- MATERIAL SHOWN:
** Begin **

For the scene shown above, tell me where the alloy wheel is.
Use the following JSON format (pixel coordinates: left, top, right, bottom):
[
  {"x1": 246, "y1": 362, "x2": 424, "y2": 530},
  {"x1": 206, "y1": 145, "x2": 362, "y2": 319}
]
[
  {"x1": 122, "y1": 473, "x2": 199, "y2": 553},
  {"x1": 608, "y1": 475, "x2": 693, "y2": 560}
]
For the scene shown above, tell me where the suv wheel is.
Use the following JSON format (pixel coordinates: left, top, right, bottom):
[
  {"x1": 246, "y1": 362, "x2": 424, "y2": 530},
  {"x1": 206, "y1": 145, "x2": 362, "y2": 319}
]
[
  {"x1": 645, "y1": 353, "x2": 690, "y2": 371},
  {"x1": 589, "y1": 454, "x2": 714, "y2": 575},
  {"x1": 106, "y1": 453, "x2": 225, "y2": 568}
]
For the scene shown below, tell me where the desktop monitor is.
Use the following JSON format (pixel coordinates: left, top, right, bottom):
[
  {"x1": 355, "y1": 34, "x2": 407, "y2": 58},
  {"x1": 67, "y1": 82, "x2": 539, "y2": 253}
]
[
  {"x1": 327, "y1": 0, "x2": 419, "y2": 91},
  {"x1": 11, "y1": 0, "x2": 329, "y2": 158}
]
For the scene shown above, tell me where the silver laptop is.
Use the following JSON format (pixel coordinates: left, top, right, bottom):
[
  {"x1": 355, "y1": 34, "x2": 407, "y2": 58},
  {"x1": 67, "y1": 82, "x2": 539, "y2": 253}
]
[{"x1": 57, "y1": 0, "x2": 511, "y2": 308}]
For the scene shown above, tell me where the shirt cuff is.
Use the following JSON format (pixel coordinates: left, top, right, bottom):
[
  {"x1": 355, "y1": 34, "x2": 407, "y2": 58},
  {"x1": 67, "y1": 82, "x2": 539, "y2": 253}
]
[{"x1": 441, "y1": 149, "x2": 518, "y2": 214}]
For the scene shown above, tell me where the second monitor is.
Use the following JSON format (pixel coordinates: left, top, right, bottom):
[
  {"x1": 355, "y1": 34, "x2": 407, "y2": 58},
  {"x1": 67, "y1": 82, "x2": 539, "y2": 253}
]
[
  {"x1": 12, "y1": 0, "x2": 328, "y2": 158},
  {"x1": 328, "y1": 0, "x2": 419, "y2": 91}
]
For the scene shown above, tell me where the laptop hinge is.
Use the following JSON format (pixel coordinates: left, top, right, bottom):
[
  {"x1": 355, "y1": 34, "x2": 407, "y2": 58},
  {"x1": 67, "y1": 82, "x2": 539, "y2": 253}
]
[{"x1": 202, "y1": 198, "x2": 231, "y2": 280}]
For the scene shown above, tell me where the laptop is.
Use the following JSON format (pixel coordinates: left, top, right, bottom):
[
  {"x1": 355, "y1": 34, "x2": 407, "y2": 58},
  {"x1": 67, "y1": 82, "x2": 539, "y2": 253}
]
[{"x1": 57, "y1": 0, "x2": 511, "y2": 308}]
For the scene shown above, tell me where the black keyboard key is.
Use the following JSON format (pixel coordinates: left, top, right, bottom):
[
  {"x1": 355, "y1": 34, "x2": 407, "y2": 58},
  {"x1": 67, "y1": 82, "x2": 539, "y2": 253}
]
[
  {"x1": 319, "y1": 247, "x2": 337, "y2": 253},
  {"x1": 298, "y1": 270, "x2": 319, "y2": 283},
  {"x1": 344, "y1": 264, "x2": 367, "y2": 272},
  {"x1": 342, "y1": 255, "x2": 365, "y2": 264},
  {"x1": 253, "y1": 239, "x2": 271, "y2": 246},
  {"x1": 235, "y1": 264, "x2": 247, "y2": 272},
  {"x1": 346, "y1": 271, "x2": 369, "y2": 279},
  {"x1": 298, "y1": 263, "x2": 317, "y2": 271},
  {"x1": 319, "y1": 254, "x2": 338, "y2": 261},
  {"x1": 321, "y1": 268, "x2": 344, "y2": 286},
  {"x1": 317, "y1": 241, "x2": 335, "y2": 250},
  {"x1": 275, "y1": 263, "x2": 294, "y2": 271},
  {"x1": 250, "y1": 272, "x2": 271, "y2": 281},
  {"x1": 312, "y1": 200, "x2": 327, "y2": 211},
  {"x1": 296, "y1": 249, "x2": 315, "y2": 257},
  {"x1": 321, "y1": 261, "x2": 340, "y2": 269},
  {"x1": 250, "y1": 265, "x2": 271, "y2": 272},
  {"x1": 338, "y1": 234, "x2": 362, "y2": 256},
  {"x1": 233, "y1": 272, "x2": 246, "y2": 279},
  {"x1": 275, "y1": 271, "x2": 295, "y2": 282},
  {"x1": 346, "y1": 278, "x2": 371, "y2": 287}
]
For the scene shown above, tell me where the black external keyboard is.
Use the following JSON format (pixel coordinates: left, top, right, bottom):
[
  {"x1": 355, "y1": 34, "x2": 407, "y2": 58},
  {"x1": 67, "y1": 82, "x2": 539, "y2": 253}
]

** End **

- STATED EXERCISE: Report every line above that contains the string "black", copying each one in full. Matching is case-sensitive.

- IN RESPONSE:
For the scene shown above, tell me where the black keyboard key is.
For the scene shown above, tell me where the black external keyboard is.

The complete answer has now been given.